#### [PAGE EXTRACT]
= Beginning of Section =

History of Mental Health Treatment

  • 1752

    Pennsylvania Hospital

    The first modern institution to accept patients suffering from mental illness. Started by the Quakers in Philadelphia, the hospital housed just a small number of patients, eventually growing into a much larger full-time ward for these patients.

  • 1812

    Benjamin Rush

    Medical Inquiries and Observations upon Diseases of the Mind, the first systematic textbook on mental health was published. It’s author, Benjamin Rush, advocated for treatment methods like hot and cold baths, bleeding, purging, and even mercury.

  • 1850

    Dorothea Dix

    Prominent advocate for individuals suffering from mental illness in jails and hospitals. Wrote constantly about inhumane conditions and proposed solutions to provide patients the proper care they needed.

  • 1895

    Sigmund Freud

    Freud is the father of psychoanalytic therapy and published the first psychoanalytic book Studies on Hysteria with Breur in 1895, which was soon to be followed by his famous work The Interpretation of Dreams.

= End of Section =

#### [EXCERPTED DATA]
= Beginning of Section =

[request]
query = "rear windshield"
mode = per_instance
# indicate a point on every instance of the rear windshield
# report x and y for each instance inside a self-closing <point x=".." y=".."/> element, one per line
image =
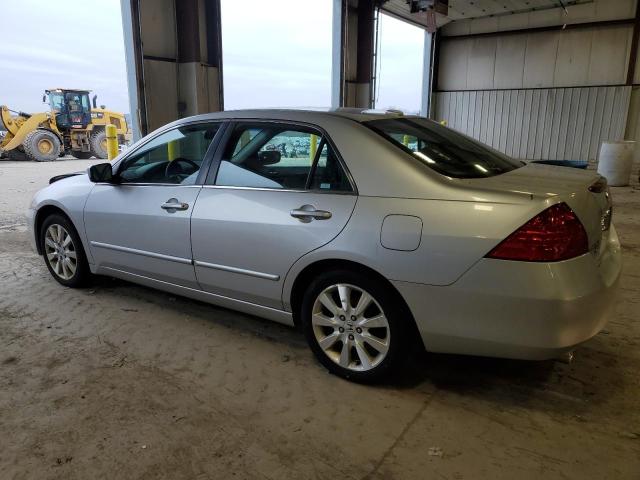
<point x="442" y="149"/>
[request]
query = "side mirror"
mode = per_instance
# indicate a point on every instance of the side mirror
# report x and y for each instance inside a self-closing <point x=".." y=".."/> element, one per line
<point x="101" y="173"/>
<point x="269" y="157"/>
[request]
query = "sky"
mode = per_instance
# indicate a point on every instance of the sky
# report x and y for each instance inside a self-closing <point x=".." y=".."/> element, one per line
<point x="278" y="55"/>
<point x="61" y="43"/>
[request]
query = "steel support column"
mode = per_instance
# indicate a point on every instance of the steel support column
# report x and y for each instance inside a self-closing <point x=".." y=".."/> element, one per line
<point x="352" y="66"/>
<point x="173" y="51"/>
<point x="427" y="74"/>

= End of Section =

#### [TASK DETAILS]
Continue the timeline on the history of mental health treatment, starting after its final entry on Sigmund Freud. The items that accompany the text are not required for any part of this exercise.

#### [TASK RESPONSE]
  • 1913

    Classical Behaviorism

    Classical Behaviorism was developed and spread through the psychological community by John B Watson, which moved the focus of psychological treatment from introspection to observable behaviors.

  • 1930s


    Neobehaviorism was developed by many great psychologists including Hull and Skinner, which branched from classical behaviorism to investigate adaptive behaviors.

  • 1960s

    Cognitive Behavioral Therapy

    Dr. Aaron Beck, building off previous behaviorist research, helped bring the scientific community modalities to begin treating a variety of mental disorders with a framework proven to work.

  • 1980s

    Dialectical Behavior Therapy

    DBT was developed to treat conditions that did not respond as well to traditional CBT and is specifically used to target populations with a higher rate of suicidality.

  • 1987

    First SSRI Drugs Approved

    Prozac, a select serotonin reuptake inhibitor (SSRI), was approved by the FDA and was prescribed to many. Most of today’s other drugs have generally fewer side effects, however this drug is still prescribed.